#### [PROBLEM]
Return the lines below exactly, starting with the line that contains "Guideline: the keypoint for each instance of the garage" and stopping after the last line.
[Start of SOURCE RECORDS]
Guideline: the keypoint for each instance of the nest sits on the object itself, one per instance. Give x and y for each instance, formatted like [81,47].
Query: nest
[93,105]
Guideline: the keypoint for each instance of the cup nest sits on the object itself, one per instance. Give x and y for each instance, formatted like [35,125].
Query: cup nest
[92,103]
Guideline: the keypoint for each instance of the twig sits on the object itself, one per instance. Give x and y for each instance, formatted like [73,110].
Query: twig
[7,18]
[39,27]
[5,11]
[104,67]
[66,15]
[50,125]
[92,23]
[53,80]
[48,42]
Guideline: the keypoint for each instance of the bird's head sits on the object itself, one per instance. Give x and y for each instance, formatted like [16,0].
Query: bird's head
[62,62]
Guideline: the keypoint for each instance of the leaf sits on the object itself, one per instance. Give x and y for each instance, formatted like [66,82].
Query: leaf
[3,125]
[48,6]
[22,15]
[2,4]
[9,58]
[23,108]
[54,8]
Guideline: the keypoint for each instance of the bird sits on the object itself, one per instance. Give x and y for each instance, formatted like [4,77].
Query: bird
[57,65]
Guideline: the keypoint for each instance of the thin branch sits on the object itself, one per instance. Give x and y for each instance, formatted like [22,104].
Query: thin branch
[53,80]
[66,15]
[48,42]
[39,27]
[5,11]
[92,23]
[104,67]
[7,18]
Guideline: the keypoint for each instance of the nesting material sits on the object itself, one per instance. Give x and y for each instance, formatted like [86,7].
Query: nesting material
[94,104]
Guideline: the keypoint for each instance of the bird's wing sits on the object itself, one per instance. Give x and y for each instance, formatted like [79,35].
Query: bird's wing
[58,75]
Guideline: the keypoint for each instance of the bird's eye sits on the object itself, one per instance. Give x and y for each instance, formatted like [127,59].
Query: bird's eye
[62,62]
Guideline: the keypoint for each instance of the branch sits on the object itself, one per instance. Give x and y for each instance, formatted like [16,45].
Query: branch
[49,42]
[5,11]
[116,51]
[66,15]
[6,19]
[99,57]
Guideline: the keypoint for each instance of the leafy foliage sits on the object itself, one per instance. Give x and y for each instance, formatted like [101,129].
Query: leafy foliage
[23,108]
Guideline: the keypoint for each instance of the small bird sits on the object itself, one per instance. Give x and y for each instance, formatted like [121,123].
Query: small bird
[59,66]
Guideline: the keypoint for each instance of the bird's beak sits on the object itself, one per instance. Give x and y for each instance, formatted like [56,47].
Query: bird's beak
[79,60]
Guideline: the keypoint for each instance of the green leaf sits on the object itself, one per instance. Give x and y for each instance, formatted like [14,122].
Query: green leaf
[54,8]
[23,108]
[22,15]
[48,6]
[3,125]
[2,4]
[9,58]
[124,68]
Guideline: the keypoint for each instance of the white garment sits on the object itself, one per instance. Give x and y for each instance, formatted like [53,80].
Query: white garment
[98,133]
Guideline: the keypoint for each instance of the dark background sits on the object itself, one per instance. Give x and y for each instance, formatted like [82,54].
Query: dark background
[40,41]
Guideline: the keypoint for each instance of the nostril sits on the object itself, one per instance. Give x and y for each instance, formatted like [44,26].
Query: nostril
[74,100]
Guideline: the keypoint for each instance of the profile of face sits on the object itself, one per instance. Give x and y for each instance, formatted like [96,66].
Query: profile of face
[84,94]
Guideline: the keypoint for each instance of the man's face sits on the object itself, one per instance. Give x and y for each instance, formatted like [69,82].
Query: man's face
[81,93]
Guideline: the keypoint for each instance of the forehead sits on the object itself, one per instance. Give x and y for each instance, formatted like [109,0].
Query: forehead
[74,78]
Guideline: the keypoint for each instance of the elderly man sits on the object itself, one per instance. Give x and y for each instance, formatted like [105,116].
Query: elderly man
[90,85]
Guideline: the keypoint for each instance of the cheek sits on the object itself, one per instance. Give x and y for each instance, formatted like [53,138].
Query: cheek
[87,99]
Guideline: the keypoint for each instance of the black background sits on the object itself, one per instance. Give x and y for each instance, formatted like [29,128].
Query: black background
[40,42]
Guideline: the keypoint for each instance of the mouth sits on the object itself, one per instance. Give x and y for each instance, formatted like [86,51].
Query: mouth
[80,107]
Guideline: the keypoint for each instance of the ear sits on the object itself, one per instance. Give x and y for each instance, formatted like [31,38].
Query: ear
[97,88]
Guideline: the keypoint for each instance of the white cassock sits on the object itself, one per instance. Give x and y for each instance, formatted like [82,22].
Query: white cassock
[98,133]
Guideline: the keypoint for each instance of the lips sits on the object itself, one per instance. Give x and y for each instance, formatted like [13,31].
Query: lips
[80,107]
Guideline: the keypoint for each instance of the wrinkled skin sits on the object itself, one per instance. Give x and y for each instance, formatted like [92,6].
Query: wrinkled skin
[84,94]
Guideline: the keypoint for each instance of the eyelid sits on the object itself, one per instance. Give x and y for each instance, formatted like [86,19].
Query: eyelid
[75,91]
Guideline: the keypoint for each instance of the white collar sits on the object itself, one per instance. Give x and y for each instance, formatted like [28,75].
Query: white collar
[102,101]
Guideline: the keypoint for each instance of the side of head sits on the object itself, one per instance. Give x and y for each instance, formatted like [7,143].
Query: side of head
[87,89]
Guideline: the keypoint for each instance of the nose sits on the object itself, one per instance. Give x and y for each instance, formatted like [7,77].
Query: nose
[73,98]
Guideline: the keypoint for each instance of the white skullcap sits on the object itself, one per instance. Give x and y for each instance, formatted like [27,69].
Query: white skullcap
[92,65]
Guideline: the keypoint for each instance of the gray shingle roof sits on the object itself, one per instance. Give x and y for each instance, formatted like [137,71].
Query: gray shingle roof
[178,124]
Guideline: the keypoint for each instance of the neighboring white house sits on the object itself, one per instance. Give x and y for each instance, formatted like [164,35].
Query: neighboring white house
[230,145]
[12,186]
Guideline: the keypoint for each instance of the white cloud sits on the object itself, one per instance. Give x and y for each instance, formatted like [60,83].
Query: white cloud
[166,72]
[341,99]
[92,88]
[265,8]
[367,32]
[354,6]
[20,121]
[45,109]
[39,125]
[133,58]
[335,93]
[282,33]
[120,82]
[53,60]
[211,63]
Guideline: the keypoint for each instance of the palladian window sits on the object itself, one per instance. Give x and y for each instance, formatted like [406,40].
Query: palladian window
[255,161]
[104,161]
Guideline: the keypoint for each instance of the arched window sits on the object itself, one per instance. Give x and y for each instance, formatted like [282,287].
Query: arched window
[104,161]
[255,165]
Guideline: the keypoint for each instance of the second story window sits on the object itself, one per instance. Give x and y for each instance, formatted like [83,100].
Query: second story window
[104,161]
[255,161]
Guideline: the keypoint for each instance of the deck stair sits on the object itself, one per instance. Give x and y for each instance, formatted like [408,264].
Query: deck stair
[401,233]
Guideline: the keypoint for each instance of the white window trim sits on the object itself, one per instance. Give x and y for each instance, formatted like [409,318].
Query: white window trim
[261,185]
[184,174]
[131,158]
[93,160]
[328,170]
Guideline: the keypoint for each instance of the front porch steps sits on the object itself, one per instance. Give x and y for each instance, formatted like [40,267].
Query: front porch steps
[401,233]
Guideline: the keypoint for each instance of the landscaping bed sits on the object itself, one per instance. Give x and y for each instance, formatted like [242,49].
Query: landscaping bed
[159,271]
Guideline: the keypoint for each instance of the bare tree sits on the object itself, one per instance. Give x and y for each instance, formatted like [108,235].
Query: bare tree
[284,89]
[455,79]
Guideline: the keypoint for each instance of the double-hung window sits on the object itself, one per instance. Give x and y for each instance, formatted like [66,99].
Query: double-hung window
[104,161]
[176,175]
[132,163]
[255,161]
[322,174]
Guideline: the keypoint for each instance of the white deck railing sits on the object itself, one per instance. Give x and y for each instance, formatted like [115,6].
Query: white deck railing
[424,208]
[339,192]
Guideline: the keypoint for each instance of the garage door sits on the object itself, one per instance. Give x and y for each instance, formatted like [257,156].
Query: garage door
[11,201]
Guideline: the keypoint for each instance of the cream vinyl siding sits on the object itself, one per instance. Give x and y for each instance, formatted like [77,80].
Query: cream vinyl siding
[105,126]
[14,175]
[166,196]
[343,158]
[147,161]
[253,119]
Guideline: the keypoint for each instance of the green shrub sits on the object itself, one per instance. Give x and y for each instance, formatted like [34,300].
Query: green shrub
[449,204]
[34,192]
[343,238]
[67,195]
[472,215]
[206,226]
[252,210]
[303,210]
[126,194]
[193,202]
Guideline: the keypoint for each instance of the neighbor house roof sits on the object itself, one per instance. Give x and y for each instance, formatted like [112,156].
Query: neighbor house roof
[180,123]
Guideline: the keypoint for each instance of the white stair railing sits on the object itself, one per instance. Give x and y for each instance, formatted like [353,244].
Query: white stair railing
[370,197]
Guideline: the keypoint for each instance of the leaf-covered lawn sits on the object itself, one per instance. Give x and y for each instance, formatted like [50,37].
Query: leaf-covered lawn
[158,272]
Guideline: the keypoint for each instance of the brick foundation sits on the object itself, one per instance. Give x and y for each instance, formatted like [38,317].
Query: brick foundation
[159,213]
[End of SOURCE RECORDS]
#### [OUTPUT FOR THIS EXERCISE]
Guideline: the keypoint for each instance of the garage door sits on the object itself, one per instance. Give x and y for each instance, formatted like [257,156].
Query: garage door
[11,201]
Guideline: the keypoint for each instance of the cream vinyl siding sits on the object itself, one per instance. Give x and y for each instance, formatted like [77,80].
Query: cream vinyl siding
[105,126]
[14,175]
[166,196]
[343,158]
[147,161]
[253,119]
Guideline: the keypoint for each instance of the green shrub sits on the object itself, one per instance. Give x and y for each instance, formatted like [34,300].
Query: green shrub
[449,204]
[34,192]
[343,238]
[67,195]
[472,215]
[206,226]
[252,210]
[303,210]
[126,194]
[193,202]
Guideline: the keypoint for each instance of the neighbor house roof sits on the object itself, one per instance. Give x and y for each instance, formatted like [112,156].
Query: neighbor house roof
[180,123]
Guideline: the keypoint for each instance of the white stair railing sits on the object itself, one per instance. Give x and y for each instance, formatted like [353,244].
Query: white stair railing
[370,197]
Guideline: the keypoint for each instance of the leaf-covered lawn sits on the object itself, one per instance. Give x and y for each instance, formatted like [50,37].
Query: leaf-covered lawn
[158,272]
Guideline: the keypoint for each instance of the brick foundation sits on the object itself, one per instance. Give x and y for each instance, formatted like [38,317].
Query: brick foundation
[159,213]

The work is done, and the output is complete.